#### [Exercise directions]
Reproduce all of the records exactly.

___ Supplied data ___

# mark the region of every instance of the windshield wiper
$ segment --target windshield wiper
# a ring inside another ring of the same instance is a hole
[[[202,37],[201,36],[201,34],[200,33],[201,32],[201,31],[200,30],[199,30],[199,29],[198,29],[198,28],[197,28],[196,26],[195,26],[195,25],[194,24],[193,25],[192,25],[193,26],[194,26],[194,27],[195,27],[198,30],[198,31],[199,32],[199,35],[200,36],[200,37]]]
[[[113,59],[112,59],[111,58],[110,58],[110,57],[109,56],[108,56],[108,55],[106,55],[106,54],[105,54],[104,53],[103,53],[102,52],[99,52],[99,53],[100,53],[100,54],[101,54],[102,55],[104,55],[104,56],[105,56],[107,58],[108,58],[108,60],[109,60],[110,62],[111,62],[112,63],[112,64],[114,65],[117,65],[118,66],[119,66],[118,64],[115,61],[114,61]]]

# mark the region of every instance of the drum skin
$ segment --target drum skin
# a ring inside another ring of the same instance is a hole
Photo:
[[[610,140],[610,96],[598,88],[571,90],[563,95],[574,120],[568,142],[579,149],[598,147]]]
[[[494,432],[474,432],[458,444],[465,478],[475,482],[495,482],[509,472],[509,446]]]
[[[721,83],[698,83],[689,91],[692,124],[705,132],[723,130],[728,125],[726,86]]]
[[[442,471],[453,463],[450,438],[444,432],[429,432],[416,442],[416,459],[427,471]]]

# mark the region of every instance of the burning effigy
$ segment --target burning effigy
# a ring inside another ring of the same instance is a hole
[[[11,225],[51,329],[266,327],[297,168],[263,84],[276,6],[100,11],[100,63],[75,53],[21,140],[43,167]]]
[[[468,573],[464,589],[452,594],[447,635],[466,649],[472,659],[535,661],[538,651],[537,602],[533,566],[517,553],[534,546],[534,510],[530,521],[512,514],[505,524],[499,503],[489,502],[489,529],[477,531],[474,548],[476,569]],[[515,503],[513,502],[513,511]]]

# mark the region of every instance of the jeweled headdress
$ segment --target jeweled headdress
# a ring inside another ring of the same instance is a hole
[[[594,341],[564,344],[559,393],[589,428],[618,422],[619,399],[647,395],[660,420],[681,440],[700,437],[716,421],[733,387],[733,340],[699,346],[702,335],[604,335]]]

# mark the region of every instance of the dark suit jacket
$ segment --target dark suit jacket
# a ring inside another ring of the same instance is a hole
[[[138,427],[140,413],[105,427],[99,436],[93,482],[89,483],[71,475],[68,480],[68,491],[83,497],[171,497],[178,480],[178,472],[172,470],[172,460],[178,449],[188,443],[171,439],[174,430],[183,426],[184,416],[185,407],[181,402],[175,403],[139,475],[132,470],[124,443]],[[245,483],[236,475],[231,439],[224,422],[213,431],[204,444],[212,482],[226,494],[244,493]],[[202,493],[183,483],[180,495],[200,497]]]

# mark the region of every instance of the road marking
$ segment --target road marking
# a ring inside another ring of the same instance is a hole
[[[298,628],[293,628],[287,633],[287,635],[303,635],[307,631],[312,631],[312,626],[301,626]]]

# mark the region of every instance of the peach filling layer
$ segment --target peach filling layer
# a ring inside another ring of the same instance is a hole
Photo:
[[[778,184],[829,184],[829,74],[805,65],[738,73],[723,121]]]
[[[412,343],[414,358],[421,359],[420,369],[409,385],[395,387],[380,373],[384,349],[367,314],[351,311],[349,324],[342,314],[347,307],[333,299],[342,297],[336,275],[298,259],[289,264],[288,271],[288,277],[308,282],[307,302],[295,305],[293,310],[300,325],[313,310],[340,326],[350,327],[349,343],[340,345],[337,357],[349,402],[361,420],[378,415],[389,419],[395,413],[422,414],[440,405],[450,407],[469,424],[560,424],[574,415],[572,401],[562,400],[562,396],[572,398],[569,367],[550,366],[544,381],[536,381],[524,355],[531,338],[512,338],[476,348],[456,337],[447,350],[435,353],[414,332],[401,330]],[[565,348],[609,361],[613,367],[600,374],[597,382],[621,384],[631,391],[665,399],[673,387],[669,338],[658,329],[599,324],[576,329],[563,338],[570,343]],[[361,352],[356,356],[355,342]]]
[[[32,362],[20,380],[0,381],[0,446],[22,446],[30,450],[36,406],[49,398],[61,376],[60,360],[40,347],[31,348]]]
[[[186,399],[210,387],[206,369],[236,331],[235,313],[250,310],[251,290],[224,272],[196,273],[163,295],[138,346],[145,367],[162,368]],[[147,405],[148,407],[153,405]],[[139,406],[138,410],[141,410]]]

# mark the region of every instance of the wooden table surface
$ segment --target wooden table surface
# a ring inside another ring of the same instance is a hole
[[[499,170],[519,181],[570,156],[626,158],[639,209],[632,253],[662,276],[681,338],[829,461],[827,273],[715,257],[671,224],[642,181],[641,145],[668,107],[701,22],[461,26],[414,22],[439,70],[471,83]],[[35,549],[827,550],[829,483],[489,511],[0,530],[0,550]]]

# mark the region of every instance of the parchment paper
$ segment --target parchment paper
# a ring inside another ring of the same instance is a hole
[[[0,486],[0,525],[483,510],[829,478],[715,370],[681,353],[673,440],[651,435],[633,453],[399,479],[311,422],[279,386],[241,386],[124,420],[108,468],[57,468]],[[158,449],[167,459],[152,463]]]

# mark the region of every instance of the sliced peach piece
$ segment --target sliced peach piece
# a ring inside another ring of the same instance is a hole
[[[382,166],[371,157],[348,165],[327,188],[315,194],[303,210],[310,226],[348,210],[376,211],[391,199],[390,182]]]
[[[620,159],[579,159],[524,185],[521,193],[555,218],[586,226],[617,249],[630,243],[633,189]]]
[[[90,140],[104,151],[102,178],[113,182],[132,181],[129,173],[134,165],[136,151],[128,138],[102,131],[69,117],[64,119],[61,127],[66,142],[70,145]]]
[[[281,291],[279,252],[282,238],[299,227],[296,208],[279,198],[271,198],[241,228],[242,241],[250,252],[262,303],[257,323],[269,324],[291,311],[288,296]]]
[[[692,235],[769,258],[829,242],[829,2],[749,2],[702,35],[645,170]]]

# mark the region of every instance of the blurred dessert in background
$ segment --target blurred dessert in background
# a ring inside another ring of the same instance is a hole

___

#### [Solved exercise]
# mark the region of every instance of the windshield wiper
$ segment --target windshield wiper
# a ring inside another ring of the same instance is a hole
[[[202,37],[201,36],[201,34],[200,33],[201,32],[201,31],[200,30],[199,30],[199,29],[198,29],[198,28],[197,28],[196,26],[195,26],[195,25],[194,24],[193,25],[192,25],[193,26],[194,26],[194,27],[195,27],[198,30],[198,31],[199,32],[199,35],[200,36],[200,37]]]
[[[113,59],[112,59],[111,58],[110,58],[110,57],[109,56],[108,56],[108,55],[106,55],[106,54],[105,54],[104,53],[103,53],[102,52],[99,52],[99,53],[100,53],[100,54],[101,54],[102,55],[104,55],[104,56],[105,56],[107,58],[108,58],[108,60],[109,60],[110,62],[111,62],[112,63],[112,64],[114,65],[117,65],[118,66],[119,66],[118,64],[115,61],[114,61]]]

# mark the region of every instance of the drum skin
$ segment --target drum skin
# a ring inside another ring of the same instance is a hole
Photo:
[[[610,140],[610,96],[598,88],[571,90],[563,95],[574,120],[568,142],[579,149],[598,147]]]
[[[494,432],[474,432],[458,444],[465,478],[475,482],[495,482],[509,472],[509,446]]]
[[[721,83],[698,83],[689,91],[692,124],[705,132],[723,130],[728,125],[726,86]]]
[[[442,471],[453,463],[450,438],[444,432],[429,432],[416,442],[416,459],[427,471]]]

# mark the region of every instance of the burning effigy
$ segment --target burning effigy
# a ring inside another ring of the same instance is a hole
[[[11,225],[51,329],[266,327],[297,168],[263,84],[276,6],[100,11],[100,63],[75,53],[21,140],[43,167]]]
[[[468,573],[464,589],[452,594],[447,635],[466,649],[472,659],[535,661],[538,651],[537,602],[533,566],[517,553],[534,546],[534,510],[530,521],[512,514],[505,524],[499,503],[489,502],[489,529],[477,531],[474,548],[476,569]],[[515,503],[513,502],[513,511]]]

# mark the region of every instance of the jeweled headdress
$ segment --target jeweled headdress
# a ring inside another ring of the same instance is a hole
[[[594,341],[564,344],[559,393],[589,428],[618,422],[619,399],[647,395],[660,420],[681,440],[700,437],[716,421],[733,387],[733,340],[699,346],[702,335],[604,335]]]

# mark the region of every instance of the dark suit jacket
$ segment --target dark suit jacket
# a ring inside another ring of the same instance is a hole
[[[138,427],[140,413],[105,427],[99,436],[93,482],[89,483],[71,475],[68,480],[68,491],[83,497],[171,497],[178,480],[178,472],[172,470],[172,460],[178,449],[188,443],[171,439],[174,430],[183,426],[184,416],[185,407],[181,402],[175,403],[139,475],[132,470],[124,443]],[[245,483],[236,475],[231,439],[224,422],[213,431],[204,444],[212,482],[226,494],[244,493]],[[202,493],[183,483],[180,495],[200,497]]]

# mark the region of every instance of the road marking
$ segment --target road marking
# a ring inside another ring of the same instance is a hole
[[[298,628],[293,628],[287,633],[287,635],[303,635],[307,631],[312,631],[312,626],[301,626]]]

# mark the region of every instance of the peach filling layer
$ segment --target peach filling layer
# a ring inside another ring of the same instance is a hole
Photo:
[[[778,184],[829,184],[829,74],[805,65],[738,73],[723,121]]]
[[[412,343],[414,358],[421,359],[420,369],[409,385],[395,387],[380,373],[384,349],[367,314],[351,311],[349,324],[342,314],[347,307],[333,299],[342,297],[336,275],[298,259],[289,264],[288,271],[288,277],[308,282],[307,302],[295,305],[293,310],[300,325],[313,310],[340,326],[350,327],[349,343],[340,345],[337,357],[349,402],[361,420],[378,415],[389,419],[395,413],[422,414],[440,405],[450,407],[469,424],[560,424],[574,415],[572,401],[562,400],[562,396],[572,398],[569,367],[550,366],[544,381],[536,381],[524,355],[531,338],[512,338],[476,348],[456,337],[447,350],[435,353],[414,332],[401,330]],[[565,348],[609,361],[613,367],[600,374],[597,382],[621,384],[631,391],[665,399],[673,387],[669,338],[658,329],[599,324],[576,329],[563,338],[570,343]],[[361,352],[356,356],[355,342]]]
[[[32,362],[20,380],[0,381],[0,446],[22,446],[30,450],[36,406],[49,398],[61,376],[60,360],[40,347],[31,348]]]
[[[186,399],[210,387],[206,369],[236,331],[235,313],[250,310],[251,290],[224,272],[196,273],[163,295],[138,346],[145,367],[162,368]],[[147,405],[148,407],[153,405]],[[139,406],[138,410],[141,410]]]

# mark the region of every instance of the wooden table surface
$ segment --target wooden table surface
# a ring inside another ring of the same instance is a hole
[[[499,170],[519,181],[570,156],[626,158],[639,209],[632,253],[662,276],[681,338],[829,461],[827,273],[715,257],[671,224],[642,181],[641,145],[668,107],[701,22],[461,26],[414,22],[439,70],[471,83]],[[35,549],[827,550],[829,483],[489,511],[0,530],[0,550]]]

# mark the region of every instance of the parchment paper
$ segment --target parchment paper
# a ring inside another ring of the same instance is a hole
[[[0,486],[0,525],[483,510],[829,478],[715,370],[681,353],[673,440],[651,435],[633,453],[399,479],[311,422],[279,386],[241,386],[124,420],[108,468],[57,468]],[[158,449],[167,459],[152,463]]]

# mark the region of every instance of the sliced peach piece
$ segment --target sliced peach piece
# a ring inside another ring of the same instance is a hole
[[[382,166],[371,157],[348,165],[327,188],[315,194],[303,210],[310,226],[348,210],[376,211],[391,199],[390,182]]]
[[[620,159],[579,159],[524,185],[521,193],[555,218],[586,226],[617,249],[630,243],[633,189]]]
[[[90,140],[104,151],[102,178],[113,182],[132,181],[129,173],[134,165],[136,151],[128,138],[102,131],[69,117],[64,119],[61,127],[66,142],[70,145]]]
[[[281,291],[279,252],[282,238],[299,227],[296,208],[279,198],[271,198],[241,228],[242,241],[250,252],[262,303],[257,323],[269,324],[291,311],[288,296]]]
[[[692,235],[769,258],[829,242],[829,2],[749,2],[702,35],[645,170]]]

# mark the region of every instance of the blurred dessert in background
$ segment --target blurred dessert in background
# a ring inside another ring of the same instance is a hole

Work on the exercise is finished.